━━━ RECORDED DATA ━━━
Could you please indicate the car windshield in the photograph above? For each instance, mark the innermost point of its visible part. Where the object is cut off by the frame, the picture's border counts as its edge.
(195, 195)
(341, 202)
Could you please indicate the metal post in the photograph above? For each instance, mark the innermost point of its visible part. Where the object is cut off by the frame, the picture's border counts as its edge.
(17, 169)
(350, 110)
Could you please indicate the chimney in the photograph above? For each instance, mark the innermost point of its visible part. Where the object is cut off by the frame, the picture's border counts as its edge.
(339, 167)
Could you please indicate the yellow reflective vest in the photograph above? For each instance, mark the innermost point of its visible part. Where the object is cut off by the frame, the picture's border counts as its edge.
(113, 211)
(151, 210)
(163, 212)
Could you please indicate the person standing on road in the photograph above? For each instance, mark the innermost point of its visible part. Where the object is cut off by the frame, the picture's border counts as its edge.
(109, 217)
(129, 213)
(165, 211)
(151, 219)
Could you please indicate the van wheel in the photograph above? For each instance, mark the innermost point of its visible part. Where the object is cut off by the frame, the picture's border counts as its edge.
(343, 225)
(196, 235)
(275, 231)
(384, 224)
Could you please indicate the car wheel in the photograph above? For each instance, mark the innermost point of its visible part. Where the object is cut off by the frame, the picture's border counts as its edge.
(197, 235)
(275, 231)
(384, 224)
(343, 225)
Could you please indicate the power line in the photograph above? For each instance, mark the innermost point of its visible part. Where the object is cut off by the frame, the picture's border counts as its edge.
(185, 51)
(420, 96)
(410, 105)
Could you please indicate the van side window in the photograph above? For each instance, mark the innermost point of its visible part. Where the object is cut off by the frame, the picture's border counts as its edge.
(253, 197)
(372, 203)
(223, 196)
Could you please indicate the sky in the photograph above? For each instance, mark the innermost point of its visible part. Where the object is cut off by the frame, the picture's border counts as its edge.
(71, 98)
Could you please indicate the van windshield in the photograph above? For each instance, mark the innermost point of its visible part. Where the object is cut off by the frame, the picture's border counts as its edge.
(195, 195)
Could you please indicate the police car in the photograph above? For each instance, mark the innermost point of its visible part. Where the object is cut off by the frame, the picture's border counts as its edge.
━━━
WHAT IS BEING ASKED ▸ The required result is an exact repeat of the records above from the line containing "Could you please indicate the power" to their final line.

TASK ANSWER ▸
Could you please indicate the power line in the photograph above? For each instance, mark the innermost point of its visible part. Where the object is cut off by the frame, the picture's border counts as its edge.
(185, 51)
(420, 96)
(410, 105)
Could you please indicate the van side window in the photograph above? For each instance, mark the innermost point of its visible part. Where the object is cut off by the frame, the picture's border counts as its edge.
(253, 197)
(372, 203)
(223, 196)
Could you please indicate the sky in the photograph above? For each instance, mark the innermost point of its visible part. Where the object is cut off by the frame, the picture's border counts as its edge.
(71, 98)
Could you please indicate the van windshield in the photograph above? For each instance, mark the innermost point of its visible part. Where the object is cut off by the frame, the picture's border counts as its edge.
(195, 195)
Could you please indicate the police car in the photograph above? For each instance, mark the innermost point of its visible part. Where the object is cut off by the frame, the picture's border counts as its edge.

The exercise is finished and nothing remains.